#### Extrait du document

+ + +

Dimanche 5 septembre 2010
Raymond Chauveau sur la sellette face aux grévistes sans-papiers
A peine l'article précédent publié, nous recevions le compte rendu de l'assemblée des délégués grévistes qui s'est tenu vendredi dernier 3 septembre. Il ne fait que confirmer le désaveu de la direction confédérale représentée par Raymond Chauveau.
Il faut maintenant transformer la colère et l'amertume en force pour l'avenir; comme nous le disions dans l'article précédent, c'est le bilan qui permettra d'avancer ensemble !
[mise à jour 6 septembre] Le dernier
communiqué commun des Onze, publié aujourd'hui mérite d'être lu, tellement c'est un recueil de
mensonges grossiers et pitoyables. Pour qui sait lire entre les lignes, tout ce que nous écrivons sur ce blog est confirmé...
Vendredi dernier, Chauveau a convoqué les délégués des grévistes avec pour ordre du jour les moyens de débloquer la situation. En
effet, il doit maintenant reconnaître que les prétendues « avancées » du gouvernement ont conduit à une impasse. Si quelques dossiers ont bien été traités dans le 93, les 850 dossiers qui ont été
déposés en deux fois à Paris ne le sont pas. Lors du premier dépôt, les services de la préfecture ont pris argument des congés et du manque de personnel pour expliquer la lenteur de l’examen des
demandes. A l’occasion du deuxième dépôt, un adjoint du projet aurait dit, que la préfecture attendait un feu vert du ministère pour le faire.
Bien que Chauveau ait encore tenu à affirmer que la grève avait eu des résultats positifs avec l’addendum et la lettre 340, il n’a suscité que la colère des délégués dont
certains très remontés étaient à deux doigts de le prendre à partie physiquement. Il n’a reçu que des critiques voire des insultes qui, bien que non appropriées pour certaines, traduisent l’exaspération de la majorité des
délégués, y compris de ceux sur lesquels il s’appuyait jusqu’alors pour faire taire les critiques. Les sans papiers se sont battus pour des papiers, mais pas pour ceux qui permettent à Chauveau
d’être satisfait. L’Addendum et la lettre 340, voilà les seuls papiers auxquels Chauveau paraît accorder de l’importance !

+ + +

Extraits de données annotés par boîtes:
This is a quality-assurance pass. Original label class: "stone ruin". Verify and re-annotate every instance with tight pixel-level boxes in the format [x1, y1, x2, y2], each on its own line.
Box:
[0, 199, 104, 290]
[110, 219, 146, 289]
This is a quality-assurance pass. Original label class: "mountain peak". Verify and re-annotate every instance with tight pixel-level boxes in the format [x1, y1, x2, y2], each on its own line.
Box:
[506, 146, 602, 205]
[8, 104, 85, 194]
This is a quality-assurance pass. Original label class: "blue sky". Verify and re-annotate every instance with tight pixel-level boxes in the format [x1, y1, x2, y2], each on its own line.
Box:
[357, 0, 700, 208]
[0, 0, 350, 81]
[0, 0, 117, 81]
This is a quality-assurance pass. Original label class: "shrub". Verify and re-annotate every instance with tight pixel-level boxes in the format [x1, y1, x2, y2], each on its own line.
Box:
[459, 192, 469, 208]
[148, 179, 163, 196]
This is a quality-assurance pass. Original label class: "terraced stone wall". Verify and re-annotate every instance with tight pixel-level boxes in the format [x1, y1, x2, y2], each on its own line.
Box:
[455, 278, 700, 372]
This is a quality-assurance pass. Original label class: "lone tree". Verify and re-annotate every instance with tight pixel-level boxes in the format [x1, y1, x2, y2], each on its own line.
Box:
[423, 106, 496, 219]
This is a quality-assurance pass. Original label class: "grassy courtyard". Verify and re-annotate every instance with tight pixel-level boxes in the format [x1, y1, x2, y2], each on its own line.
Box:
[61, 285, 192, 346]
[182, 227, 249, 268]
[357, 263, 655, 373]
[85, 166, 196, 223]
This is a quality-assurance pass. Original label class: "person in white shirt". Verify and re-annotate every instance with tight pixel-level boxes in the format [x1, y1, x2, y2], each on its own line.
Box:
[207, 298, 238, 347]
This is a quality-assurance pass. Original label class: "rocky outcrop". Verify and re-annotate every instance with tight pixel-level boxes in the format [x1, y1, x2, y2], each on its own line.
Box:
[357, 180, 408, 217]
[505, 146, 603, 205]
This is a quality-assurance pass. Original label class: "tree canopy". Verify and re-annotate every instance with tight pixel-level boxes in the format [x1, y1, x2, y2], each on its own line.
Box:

+ + +

#### Travail demandé
Poursuivez le billet consacré à Raymond Chauveau face aux grévistes sans-papiers à partir de sa dernière phrase. Ce matériau n'est d'aucune utilité ici.

#### Réponse fournie
Il a, en outre, été traité de "menteur", voire accusé par certains d’avoir fabriqué les documents. Il faut dire que très peu de
sans papiers ont pu obtenir une embauche grâce à la lettre 340 et s’ils ne sont pas en voie de régularisation à l’échéance du 30 septembre, ils perdront ce travail ! Il semblerait toutefois que
le ministère ait repoussé l’échéance au 15 octobre.
Au cours de cette réunion tumultueuse, Chauveau était seul. Francine Blanche pourtant présente dans les locaux à Montreuil,
n’a pas participé à cette réunion, et une militante CGT présente au début s’est éclipsée bien avant la fin. Aucun(e) militant(e) des dix autres organisations n’était là. Quel courage ! Rappelons
que SUD-Solidaires, qui se gargarise de radicalité ne s'est pas distingué d'une demi-virgule de l'orientation de la Confédération !
Manifestement, la direction de la CGT comme les autres organisations ne semblent pas prêtes à assumer la politique qui a amené les
sans papiers à l’échec...
Les conséquences de cette ligne pourrie sont déjà très graves pour les sans papiers eux-mêmes. Mais cette orientation contribue
aussi à rendre encore plus difficile la construction de l’unité de la classe. Et on l'a bien vu lors de la réunion du 3. Ces ouvriers en grève ressentent un mépris qui se manifeste dans la
non prise en compte de la difficulté de leur vie, de leur misère et de la dureté d’une grève de 11 mois. Bref une absence « d’humanité » de ceux qui ont dirigé pour la CGT le mouvement. Certains
y voient un mépris « des blancs » pour « les noirs ». Beaucoup ont le sentiment d’avoir été manipulés [et ce n'est pas tout à fait faux]. Ils ont le vécu
d’une solidarité à sens unique. Les grévistes ont participé aux mobilisations syndicales précédentes, mais vendredi lorsque Chauveau a appelé à rejoindre les mobilisations du 4 et celle du 7, il
a suscité des réactions d’hostilité. Les grévistes ont clairement le sentiment d’avoir été utilisé par la direction de la CGT. S’ils se sont joints aux luttes de tous les travailleurs, ils n’ont
jamais vu de réciprocité dans leur mobilisation au-delà d’un cercle restreint de militant.
Néanmoins, un certain nombre de délégués considère que s’ils en sont arrivés là, la responsabilité ne tient pas qu’à Chauveau et à
la CGT.
Ils considèrent que eux aussi ont une part de responsabilité ! S’il en a été ainsi, c’est qu’ils ont accepté d’être représentés dans les négociations avec le ministère par Chauveau, et qu’ils ne se sont pas assez battus pour imposer leur participation à celle-ci. Ce qui a permis à ce dernier de les bercer de promesses, et donc de les manœuvrer.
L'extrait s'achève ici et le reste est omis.